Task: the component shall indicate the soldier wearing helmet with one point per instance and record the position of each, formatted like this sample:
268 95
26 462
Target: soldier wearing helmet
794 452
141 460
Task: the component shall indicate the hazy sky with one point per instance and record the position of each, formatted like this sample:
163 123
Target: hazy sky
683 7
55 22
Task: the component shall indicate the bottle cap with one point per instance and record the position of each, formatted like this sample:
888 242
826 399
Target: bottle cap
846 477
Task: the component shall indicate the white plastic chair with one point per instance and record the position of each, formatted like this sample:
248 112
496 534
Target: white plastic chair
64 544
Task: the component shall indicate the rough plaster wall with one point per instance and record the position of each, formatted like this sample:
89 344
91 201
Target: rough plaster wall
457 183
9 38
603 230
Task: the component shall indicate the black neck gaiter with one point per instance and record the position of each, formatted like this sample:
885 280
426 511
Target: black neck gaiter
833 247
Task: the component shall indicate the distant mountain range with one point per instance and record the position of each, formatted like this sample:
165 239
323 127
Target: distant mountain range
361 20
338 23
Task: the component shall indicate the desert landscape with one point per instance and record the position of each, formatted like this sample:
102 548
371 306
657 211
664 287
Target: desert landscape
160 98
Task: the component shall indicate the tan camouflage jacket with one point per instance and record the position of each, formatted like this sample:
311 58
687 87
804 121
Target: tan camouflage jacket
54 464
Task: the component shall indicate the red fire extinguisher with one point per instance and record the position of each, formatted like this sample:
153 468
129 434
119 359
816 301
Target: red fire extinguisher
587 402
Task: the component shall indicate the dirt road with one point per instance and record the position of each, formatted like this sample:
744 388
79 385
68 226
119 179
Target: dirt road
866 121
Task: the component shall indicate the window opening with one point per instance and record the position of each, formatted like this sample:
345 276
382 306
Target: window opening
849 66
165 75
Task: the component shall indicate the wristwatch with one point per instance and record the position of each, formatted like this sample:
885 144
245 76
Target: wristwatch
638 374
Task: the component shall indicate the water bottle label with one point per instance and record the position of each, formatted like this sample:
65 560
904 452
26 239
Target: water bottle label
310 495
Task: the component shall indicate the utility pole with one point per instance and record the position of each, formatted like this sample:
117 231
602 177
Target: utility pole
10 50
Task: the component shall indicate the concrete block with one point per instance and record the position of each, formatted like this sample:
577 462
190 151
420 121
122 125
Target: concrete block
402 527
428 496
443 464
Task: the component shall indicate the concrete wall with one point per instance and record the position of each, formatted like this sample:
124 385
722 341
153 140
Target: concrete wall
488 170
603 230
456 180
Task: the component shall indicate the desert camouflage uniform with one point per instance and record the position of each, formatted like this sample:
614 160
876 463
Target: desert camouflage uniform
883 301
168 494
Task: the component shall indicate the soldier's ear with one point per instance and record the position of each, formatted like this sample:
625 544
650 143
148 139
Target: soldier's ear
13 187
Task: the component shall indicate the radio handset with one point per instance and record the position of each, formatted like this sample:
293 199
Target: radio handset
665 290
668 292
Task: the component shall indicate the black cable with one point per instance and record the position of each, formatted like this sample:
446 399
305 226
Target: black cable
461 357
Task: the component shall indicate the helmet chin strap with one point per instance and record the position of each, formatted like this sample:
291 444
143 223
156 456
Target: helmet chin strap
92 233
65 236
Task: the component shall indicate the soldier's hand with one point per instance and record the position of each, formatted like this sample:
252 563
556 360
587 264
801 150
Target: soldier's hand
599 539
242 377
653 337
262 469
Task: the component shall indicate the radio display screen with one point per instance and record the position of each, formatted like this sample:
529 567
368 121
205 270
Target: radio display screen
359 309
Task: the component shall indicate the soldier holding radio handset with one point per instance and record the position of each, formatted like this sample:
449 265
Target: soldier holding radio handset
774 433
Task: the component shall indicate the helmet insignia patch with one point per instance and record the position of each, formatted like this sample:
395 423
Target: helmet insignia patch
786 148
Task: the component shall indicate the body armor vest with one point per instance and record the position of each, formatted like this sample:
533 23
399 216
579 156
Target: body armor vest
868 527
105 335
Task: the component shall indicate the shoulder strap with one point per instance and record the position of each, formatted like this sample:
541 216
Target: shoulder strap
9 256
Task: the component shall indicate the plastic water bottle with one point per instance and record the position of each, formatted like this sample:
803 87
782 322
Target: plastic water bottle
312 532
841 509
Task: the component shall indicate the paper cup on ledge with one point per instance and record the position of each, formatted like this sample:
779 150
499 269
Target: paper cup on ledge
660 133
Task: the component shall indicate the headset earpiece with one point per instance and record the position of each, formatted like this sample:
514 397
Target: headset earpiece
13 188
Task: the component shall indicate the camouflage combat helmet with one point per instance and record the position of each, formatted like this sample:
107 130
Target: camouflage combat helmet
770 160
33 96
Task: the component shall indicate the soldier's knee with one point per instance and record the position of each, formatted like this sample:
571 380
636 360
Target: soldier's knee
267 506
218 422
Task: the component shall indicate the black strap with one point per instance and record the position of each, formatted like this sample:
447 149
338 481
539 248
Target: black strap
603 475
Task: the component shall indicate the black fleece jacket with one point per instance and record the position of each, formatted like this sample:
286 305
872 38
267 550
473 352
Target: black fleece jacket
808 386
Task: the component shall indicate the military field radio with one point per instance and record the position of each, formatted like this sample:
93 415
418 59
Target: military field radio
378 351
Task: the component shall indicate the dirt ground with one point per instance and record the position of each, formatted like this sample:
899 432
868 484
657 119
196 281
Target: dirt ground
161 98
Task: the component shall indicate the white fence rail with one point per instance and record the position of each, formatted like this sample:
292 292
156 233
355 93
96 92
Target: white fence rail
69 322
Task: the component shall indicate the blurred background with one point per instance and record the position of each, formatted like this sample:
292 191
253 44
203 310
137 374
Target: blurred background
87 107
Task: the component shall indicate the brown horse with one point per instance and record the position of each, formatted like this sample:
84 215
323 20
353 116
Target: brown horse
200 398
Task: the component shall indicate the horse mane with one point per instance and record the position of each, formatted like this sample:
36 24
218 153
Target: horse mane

What you are asked to do: Starting at the line that contains "Task: the component shall indicate the brown" and ending at the last line of the records, write those lines out again with the requests kept. Offset every coordinate in the answers by -120, and leave the numbers in the requests unchanged.

The reply:
Task: the component shall indicate the brown horse with one point per instance and record the position of each, formatted like this sample:
84 215
323 20
353 116
Target: brown horse
80 278
Task: the component shall indicate the horse mane with one point per instance and record the position of each, formatted like this sample:
36 24
218 153
Target: horse mane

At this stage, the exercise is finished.